We first met more than a decade ago, at a TV studio, and I was so impressed by his star quality that I picked our photo together to be the icon for my website's gallery of celebrity photographs. Throughout my career, I've always kept a camera close at hand, and it could have been a rock star, from Elton John to Alice Cooper, or a movie hero, a political leader or even a great artist such as Dali who symbolised the cavalcade of famous names.
I chose Prince Naseem, I think, because his pose radiated confidence and positive energy. One flash of that thousand-watt smile was like being hit by a bolt of inspiration. He wasn't simply the world champ — he believed he was the very best that ever had been or could be.
His left-hand punch was so powerful, it frequently knocked out opponents with a single blow. But that was only half the story — he was credited with the fastest reflexes that had ever been seen in the ring. Naz dodged punches the way Superman dodged bullets.
I told him of my training sessions with Muhammad Ali in the late Seventies, when we worked on visualisation techniques which the three-times world heavyweight champion had evolved instinctively. "Ali saw punches coming in slow motion," I told Naz, "because he believed he could literally slow down time. It was the power of his mind, not his fists, which defeated opponents."
"That's exactly what I do," Naz replied, his brilliant smile giving way to a moment's seriousness. "That's why I'm the Greatest too."
I'd love to take the confidence that bubbles out of Naseem Hamed and bottle it. We'd be trillionaires, because he'll never run dry. At its source is an unshakeable faith that he can be the very best at whatever he devotes his life to being, whether it's a boxer or a father — he's a dedicated family man.
It can't be bottled, of course, but that doesn't mean the rest of us have to go without. Every human being is born with a well of self-confidence. Believe in yourself, and it starts to flow. The more it flows, the more you believe, until you're standing in a deluge, a cloud-burst of super-confidence. To start it gushing, all you have to do is create that first drop, with the magic words: "I believe in myself!"
My former teacher Joy Philippou, who taught at my school in Cyprus back in the Fifties, celebrated her 80th birthday with a party at Los Toreros, a fabulous Spanish restaurant in London. She had a great deal to celebrate, because as well as clocking up eight decades (she makes me feel so young!) Joy was also basking in the afterglow of a brush with fame... on the X Factor.
Dr Philippou, to give Joy her proper title, is a multi-talented woman: president of the Body, Mind and Soul International society which promotes holistic health, and the author of more than a dozen books. But as she demonstrated to the TV judges, she can also play the violin, the mandolin and the Hawaiian guitar — without instruments. Joy is a musical mimic, and like the best ventriloquists she doesn't even move her lips: the sounds come through her nose.
She was one of a record 150,000 applicants to try out for the show, and she made it through the first rounds to the X-Factor 'Boot Camp', at Haythrop Park Hotel, Enstone in Oxfordshire. That wasn't a happy experience, though — the organisers admit this part of the show is "an endurance test," and Joy felt that she and other older contestants should have been warned how tough the conditions would be.
With 200 other hopefuls, she spent four hours waiting in line on a Sunday night, and three-and-a-half hours more under a hot sun the next day, without so much as a toilet break. "There was no talking allowed," Joy said — "it really was scary."
I know from my experience presenting Successor in Israel, and from my intense discussions with the producers of the forthcoming US version, Phenomenon, that it's essential to generate levels of tension and rivalry between performers on talent quests. That's what helps to make them such compelling viewing. But I believe it's going way too far when elderly ladies are subjected to hours of physical discomfort.
Luckily, Joy is well able to stick up for herself. She concluded her performance by asking the judges if they thought they were running a concentration camp, and then told reporters that Simon Cowell was a "sadistic psychopath".
Good for you, Joy! Any teacher who could keep me in line during my teens has got nothing to fear from television tyrants.

Items:
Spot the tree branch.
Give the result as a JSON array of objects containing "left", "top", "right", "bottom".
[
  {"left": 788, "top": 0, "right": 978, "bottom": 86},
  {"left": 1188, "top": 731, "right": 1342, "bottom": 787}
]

Problem set:
1 – Return the passage of the column from "I told him of" to "dedicated family man.".
2 – Answer these questions using the column:
(a) In what period did the writer hold training sessions with Muhammad Ali?
(b) Where did Joy Philippou celebrate her 80th birthday?
(c) How many applicants tried out for the show along with Joy?
The material placed after the column is separate from it.

Per-task outputs:
1 –
I told him of my training sessions with Muhammad Ali in the late Seventies, when we worked on visualisation techniques which the three-times world heavyweight champion had evolved instinctively. "Ali saw punches coming in slow motion," I told Naz, "because he believed he could literally slow down time. It was the power of his mind, not his fists, which defeated opponents."
"That's exactly what I do," Naz replied, his brilliant smile giving way to a moment's seriousness. "That's why I'm the Greatest too."
I'd love to take the confidence that bubbles out of Naseem Hamed and bottle it. We'd be trillionaires, because he'll never run dry. At its source is an unshakeable faith that he can be the very best at whatever he devotes his life to being, whether it's a boxer or a father — he's a dedicated family man.

2 –
(a) In the late Seventies.
(b) At Los Toreros, a Spanish restaurant in London.
(c) A record 150,000.